* **Stated task**: Would you retype, word for word, the line with "Which spot sits on each instance of the black wheel" and every line after it through the end of the records below?

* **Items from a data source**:
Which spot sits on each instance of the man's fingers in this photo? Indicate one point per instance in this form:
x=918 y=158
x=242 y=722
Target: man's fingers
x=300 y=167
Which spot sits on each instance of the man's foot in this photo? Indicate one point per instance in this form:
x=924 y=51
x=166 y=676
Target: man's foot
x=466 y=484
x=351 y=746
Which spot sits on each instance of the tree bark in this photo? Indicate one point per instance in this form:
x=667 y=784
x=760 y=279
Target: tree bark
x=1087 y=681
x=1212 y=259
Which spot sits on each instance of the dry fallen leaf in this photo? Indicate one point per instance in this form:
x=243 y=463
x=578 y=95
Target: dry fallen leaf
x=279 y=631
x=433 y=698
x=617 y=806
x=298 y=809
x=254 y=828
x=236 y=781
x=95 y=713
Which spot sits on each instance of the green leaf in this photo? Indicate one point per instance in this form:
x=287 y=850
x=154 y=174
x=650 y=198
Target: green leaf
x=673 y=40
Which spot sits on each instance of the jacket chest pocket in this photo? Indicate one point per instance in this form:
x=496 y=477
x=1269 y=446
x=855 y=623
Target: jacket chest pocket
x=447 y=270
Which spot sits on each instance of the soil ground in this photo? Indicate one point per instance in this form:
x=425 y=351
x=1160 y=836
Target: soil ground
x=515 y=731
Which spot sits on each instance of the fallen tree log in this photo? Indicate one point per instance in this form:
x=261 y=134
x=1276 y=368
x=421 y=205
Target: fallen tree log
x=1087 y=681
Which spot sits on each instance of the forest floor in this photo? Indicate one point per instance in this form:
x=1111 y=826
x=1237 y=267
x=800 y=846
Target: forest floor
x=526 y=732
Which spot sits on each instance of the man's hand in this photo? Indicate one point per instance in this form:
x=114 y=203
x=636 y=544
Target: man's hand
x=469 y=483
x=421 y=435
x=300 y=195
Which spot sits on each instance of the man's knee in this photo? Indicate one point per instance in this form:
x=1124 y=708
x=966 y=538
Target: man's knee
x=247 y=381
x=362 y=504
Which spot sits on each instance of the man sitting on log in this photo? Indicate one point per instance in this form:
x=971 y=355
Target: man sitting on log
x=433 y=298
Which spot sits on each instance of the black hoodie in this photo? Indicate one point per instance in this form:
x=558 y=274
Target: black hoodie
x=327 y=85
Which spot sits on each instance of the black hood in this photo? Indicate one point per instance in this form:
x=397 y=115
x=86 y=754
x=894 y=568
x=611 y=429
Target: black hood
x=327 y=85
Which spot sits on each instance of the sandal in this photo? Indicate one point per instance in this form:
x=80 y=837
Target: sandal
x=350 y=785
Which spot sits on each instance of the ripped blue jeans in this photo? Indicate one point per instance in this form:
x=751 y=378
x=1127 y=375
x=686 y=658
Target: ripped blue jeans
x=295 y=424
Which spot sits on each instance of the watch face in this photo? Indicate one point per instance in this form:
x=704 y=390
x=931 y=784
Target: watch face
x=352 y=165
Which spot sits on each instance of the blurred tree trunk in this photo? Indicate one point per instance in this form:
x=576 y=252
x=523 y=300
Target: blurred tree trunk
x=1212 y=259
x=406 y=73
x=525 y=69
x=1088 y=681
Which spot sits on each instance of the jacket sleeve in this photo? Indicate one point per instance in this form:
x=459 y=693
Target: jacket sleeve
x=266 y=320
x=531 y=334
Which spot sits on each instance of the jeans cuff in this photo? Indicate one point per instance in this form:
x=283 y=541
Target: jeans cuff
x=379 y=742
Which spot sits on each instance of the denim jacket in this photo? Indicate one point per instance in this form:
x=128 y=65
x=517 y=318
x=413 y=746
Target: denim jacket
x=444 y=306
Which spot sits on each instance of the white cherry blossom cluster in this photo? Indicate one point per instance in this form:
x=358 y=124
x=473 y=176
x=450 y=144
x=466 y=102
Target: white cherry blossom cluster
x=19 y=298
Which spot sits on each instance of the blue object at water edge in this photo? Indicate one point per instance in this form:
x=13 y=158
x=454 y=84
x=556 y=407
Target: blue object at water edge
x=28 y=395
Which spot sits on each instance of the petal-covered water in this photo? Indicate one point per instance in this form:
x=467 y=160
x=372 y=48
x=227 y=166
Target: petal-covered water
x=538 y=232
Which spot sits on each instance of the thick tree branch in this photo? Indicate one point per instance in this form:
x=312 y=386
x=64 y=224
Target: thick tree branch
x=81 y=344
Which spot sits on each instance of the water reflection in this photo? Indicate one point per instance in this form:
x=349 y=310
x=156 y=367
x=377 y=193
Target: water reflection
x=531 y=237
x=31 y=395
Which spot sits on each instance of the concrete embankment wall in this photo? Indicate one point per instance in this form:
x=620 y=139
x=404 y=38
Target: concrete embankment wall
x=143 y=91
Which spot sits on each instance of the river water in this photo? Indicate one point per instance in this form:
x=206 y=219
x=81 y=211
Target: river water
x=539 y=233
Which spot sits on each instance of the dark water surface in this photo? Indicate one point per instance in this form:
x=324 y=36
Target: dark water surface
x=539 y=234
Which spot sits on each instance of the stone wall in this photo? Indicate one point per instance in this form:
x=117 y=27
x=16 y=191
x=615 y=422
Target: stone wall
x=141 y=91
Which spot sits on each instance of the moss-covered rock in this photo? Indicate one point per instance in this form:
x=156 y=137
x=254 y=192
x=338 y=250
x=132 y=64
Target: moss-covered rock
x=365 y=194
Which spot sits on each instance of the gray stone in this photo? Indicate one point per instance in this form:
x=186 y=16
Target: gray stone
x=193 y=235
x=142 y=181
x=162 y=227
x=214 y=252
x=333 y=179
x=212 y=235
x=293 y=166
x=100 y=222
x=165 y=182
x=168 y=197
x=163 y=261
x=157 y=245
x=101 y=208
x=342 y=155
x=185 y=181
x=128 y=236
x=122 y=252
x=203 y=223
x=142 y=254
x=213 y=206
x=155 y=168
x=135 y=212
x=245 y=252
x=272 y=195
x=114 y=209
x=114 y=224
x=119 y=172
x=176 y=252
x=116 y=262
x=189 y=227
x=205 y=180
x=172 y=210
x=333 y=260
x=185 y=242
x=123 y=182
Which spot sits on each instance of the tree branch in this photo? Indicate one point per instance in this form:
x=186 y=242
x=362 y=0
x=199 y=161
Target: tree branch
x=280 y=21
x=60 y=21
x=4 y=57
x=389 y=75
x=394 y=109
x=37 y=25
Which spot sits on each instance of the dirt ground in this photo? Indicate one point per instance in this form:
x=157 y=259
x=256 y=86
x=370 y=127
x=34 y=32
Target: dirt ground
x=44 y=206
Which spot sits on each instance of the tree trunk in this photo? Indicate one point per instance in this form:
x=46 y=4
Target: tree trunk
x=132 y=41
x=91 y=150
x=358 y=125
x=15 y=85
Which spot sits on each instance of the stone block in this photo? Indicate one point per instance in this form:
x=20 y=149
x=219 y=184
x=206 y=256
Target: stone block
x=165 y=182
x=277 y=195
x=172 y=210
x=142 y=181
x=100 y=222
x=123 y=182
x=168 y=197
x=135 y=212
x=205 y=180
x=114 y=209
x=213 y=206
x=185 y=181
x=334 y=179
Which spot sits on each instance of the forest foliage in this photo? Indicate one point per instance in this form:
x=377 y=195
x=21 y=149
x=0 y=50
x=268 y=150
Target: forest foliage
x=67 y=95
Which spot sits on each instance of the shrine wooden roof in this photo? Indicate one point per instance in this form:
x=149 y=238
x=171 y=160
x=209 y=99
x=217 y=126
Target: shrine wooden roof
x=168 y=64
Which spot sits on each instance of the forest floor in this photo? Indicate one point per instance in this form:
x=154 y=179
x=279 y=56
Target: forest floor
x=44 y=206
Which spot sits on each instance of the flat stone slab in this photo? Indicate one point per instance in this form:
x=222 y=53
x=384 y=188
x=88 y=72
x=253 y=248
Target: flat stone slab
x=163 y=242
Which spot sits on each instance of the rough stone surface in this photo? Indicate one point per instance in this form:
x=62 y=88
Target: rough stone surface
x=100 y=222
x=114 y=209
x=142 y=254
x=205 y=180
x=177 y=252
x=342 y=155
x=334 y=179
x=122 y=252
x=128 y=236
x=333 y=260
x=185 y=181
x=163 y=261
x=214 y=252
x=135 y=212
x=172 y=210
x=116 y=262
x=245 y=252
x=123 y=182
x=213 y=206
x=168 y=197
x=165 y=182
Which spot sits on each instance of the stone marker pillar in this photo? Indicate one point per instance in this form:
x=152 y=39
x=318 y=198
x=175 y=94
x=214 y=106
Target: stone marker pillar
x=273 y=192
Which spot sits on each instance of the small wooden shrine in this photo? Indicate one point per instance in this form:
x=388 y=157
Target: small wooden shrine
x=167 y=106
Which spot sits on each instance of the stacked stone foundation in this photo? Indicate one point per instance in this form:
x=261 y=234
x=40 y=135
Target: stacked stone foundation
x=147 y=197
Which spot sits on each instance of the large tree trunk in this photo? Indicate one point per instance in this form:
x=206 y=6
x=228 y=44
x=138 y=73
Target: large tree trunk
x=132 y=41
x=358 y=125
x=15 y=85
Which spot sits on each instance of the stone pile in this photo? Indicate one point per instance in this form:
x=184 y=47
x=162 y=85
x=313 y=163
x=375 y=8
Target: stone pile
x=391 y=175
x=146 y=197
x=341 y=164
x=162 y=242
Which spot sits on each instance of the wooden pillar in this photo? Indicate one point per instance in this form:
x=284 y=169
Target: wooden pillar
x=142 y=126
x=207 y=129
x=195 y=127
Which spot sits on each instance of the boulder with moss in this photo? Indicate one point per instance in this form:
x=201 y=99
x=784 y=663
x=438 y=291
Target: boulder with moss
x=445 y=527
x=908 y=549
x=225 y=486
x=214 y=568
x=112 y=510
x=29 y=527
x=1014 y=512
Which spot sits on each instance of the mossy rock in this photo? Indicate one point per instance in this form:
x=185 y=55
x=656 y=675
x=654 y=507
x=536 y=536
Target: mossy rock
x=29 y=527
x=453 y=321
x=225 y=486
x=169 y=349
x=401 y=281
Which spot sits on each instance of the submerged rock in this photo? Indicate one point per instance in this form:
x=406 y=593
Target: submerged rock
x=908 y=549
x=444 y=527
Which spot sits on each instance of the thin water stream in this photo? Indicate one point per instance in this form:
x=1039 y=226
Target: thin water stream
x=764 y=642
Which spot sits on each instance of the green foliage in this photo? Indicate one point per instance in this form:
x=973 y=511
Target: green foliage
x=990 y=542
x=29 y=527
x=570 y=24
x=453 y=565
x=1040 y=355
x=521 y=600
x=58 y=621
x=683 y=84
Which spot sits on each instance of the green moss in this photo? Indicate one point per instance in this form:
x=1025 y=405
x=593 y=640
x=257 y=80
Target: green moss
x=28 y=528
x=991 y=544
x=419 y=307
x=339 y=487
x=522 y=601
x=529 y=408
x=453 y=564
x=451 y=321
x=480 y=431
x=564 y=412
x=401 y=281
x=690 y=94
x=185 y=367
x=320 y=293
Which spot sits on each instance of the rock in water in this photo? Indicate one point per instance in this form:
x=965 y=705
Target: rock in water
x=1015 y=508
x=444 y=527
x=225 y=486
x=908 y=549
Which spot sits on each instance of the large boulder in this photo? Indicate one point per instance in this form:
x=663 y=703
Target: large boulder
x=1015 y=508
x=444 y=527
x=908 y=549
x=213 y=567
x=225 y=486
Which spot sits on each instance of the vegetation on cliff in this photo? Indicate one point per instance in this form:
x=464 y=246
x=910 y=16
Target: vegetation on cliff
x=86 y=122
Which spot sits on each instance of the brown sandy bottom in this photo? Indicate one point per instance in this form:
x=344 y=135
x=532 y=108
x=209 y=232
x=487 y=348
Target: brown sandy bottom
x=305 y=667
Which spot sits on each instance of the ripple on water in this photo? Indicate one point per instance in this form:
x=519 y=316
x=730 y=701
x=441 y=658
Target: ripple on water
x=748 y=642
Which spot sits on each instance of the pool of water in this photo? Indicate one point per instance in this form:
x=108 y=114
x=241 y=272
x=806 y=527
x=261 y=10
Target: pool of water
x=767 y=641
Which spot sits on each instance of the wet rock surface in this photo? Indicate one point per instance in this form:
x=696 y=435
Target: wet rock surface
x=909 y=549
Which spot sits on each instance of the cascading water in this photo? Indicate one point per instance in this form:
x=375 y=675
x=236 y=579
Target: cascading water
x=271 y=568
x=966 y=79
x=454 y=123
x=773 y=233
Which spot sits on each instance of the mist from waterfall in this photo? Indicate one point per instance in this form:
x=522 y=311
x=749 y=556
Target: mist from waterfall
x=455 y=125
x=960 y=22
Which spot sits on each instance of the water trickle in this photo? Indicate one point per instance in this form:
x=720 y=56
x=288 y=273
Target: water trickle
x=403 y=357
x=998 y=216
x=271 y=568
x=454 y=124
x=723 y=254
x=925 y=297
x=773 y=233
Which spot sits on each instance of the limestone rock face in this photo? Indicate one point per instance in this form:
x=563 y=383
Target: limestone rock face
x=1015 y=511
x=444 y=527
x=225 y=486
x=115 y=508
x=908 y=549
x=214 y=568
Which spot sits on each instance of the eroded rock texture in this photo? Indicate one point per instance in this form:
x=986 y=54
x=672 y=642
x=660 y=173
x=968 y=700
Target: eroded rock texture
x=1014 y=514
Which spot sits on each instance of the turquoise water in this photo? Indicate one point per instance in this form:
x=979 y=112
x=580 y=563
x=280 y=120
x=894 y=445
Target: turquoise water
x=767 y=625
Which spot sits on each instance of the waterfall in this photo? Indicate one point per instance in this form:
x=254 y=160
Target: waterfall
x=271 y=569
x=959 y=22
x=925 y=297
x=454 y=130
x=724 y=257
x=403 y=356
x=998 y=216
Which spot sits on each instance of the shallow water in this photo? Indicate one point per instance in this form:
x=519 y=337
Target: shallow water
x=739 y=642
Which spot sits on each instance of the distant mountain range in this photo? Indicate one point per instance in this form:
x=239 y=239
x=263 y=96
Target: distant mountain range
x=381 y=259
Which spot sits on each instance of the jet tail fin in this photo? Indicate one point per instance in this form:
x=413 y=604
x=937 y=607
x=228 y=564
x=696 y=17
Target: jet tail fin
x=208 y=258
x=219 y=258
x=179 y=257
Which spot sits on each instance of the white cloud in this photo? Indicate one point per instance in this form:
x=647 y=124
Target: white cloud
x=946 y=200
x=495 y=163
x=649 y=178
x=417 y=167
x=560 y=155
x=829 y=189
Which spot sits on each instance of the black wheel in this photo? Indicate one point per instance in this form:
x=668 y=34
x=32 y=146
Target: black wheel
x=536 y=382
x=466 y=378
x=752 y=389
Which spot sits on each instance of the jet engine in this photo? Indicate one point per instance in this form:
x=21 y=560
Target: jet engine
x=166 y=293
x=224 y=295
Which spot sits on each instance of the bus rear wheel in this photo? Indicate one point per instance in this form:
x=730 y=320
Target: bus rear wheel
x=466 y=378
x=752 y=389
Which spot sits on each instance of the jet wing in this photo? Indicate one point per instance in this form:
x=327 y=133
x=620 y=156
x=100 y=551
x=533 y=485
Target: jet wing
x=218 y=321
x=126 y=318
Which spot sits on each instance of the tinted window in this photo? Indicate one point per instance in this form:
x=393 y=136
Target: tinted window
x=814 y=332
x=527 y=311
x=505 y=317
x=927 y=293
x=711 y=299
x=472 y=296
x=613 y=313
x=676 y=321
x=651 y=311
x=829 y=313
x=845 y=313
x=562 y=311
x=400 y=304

* **Full answer**:
Which spot sits on each instance of the black wheel in this photo? Indicate one point per instance in this form:
x=668 y=34
x=32 y=146
Target: black wheel
x=536 y=382
x=466 y=378
x=752 y=389
Which spot sits on each instance of the jet engine in this photo? Indicate one point per instance in this form:
x=21 y=560
Target: jet engine
x=166 y=293
x=224 y=295
Which spot sits on each instance of the bus rear wheel in this photo? Indicate one point per instance in this form:
x=730 y=320
Target: bus rear wheel
x=466 y=378
x=752 y=389
Which spot sits on each instance of the jet wing in this photo? Indicate one point per instance in this form:
x=327 y=133
x=620 y=156
x=100 y=551
x=533 y=485
Target: jet wing
x=218 y=321
x=126 y=318
Which spot sits on each instance of the tinted window in this photo? Indicate one point per instance in this form:
x=393 y=136
Target: tinted window
x=814 y=332
x=527 y=311
x=505 y=317
x=927 y=293
x=711 y=299
x=472 y=296
x=613 y=313
x=676 y=321
x=651 y=311
x=829 y=313
x=845 y=313
x=562 y=311
x=400 y=304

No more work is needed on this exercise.